### Exercise
Rewrite the listing below, replacing each occurrence of "kayak" with "canoe" and keeping everything else unchanged.

----------

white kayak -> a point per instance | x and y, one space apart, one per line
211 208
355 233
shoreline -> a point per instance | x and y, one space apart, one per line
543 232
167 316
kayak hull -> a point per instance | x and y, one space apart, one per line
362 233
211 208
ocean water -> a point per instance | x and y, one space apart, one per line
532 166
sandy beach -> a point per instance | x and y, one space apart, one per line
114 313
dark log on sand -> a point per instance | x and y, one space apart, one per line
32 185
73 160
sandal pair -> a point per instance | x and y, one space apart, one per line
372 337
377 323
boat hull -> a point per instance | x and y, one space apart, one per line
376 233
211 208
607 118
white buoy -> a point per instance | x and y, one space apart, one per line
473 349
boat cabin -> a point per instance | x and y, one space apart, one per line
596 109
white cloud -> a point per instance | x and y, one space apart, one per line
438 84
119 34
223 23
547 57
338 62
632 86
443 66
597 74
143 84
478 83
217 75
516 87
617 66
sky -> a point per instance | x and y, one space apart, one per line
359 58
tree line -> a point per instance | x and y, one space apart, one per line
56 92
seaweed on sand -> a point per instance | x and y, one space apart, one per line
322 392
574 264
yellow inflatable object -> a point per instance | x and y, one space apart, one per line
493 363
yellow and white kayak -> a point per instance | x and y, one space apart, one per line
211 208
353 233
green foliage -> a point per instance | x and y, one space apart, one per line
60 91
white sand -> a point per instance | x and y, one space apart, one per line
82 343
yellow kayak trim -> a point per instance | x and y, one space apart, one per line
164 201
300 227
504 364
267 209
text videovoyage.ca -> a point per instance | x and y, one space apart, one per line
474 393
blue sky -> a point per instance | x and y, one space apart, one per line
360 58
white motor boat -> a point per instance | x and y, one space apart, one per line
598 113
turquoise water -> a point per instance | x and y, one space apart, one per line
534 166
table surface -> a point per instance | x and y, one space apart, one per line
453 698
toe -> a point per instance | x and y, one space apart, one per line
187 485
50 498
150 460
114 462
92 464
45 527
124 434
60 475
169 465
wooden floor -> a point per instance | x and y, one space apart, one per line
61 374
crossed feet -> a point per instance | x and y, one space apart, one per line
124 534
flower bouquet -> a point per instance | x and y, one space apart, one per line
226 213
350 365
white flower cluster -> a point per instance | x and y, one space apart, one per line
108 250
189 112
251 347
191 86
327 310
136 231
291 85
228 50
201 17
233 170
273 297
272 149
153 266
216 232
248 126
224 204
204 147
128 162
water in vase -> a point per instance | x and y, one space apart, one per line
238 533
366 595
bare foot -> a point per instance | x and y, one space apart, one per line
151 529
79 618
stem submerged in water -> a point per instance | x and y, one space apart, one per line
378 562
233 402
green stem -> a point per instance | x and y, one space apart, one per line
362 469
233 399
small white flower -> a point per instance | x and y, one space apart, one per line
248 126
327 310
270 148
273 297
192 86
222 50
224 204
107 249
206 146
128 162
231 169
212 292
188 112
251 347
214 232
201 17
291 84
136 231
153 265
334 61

----------

### Complete response
white canoe -> a point per instance | x and y, one space apart, one per line
211 208
355 233
shoreline -> a point per instance | x and y, one space apart, one per line
543 232
167 316
canoe hull -> a point per instance | x and y, one space apart, one per line
362 233
211 208
ocean water -> a point per instance | x and y, one space apart, one per line
532 166
sandy beach -> a point per instance | x and y, one space apart, one per line
114 313
dark log on sand -> a point per instance | x and y, one space apart, one per line
32 185
73 160
sandal pair -> a point per instance | x and y, one space apart, one per line
372 337
377 323
boat hull -> a point per instance | x and y, one space apart, one per line
376 233
211 208
607 118
white buoy -> a point per instance | x and y, one space apart, one per line
473 349
boat cabin -> a point per instance | x and y, one space apart, one per line
596 109
white cloud -> a point per instance | x and y, one space apart, one per line
438 84
119 34
223 23
547 57
338 62
632 86
443 66
597 74
143 84
478 83
217 75
516 87
617 66
sky -> a point per instance | x and y, one space apart, one per line
359 58
tree line -> a point per instance | x and y, one space apart, one per line
56 92
seaweed on sand -> a point per instance | x and y, one space apart, one per line
322 392
574 264
yellow inflatable object -> a point per instance | x and y, one space apart, one per line
493 363
yellow and white canoe -> a point per instance | x and y, one space apart, one per line
211 208
353 233
green foliage -> a point per instance | x and y, one space apart, one per line
60 91
white sand -> a point per instance | x and y, one space apart, one per line
82 343
yellow canoe trim -> a point per instance | x and y, one space apart, one per line
164 201
300 227
504 364
267 209
text videovoyage.ca -> a point per instance | x and y, one space apart, one per line
474 393
blue sky -> a point per instance | x and y, one space apart, one per line
360 58
white motor boat -> a point per instance | x and y, one space apart, one per line
598 113
turquoise water -> a point per instance | x and y, one space apart, one per line
534 166
table surface -> a point per instance | x and y, one space apart, one per line
453 698
toe -> a point per instance | x and y, one space apart, one per line
187 485
50 498
150 460
114 462
92 464
45 527
124 434
60 475
169 465
wooden floor -> a point per instance | x and y, one space apart, one per line
61 374
crossed feet -> a point per instance | x and y, one space apart, one per line
124 534
flower bouquet -> a point per instance | x and y, one space apart, one per line
226 213
350 365
white flower cluster -> a point per instance | x and y, one space apart, one per line
108 250
189 112
251 347
191 86
327 310
136 231
291 85
228 50
201 17
233 170
273 297
272 149
153 266
216 232
248 126
224 204
204 147
128 162
water in vase -> a point per instance | x and y, one space apart, one per line
238 533
366 595
bare foot -> a point per instance | x and y, one space apart, one per line
151 529
79 618
stem submerged in water -> a point per instance | x and y, one space apart, one per line
378 562
233 402
green stem -> a point per instance | x and y, one space apart, one per line
362 469
233 399
small white flower -> a point per instance | x and y, one space apart, one per line
248 126
327 310
270 148
273 297
192 86
222 50
224 204
107 249
206 146
128 162
231 169
212 292
188 112
251 347
214 232
201 17
291 84
136 231
153 265
334 61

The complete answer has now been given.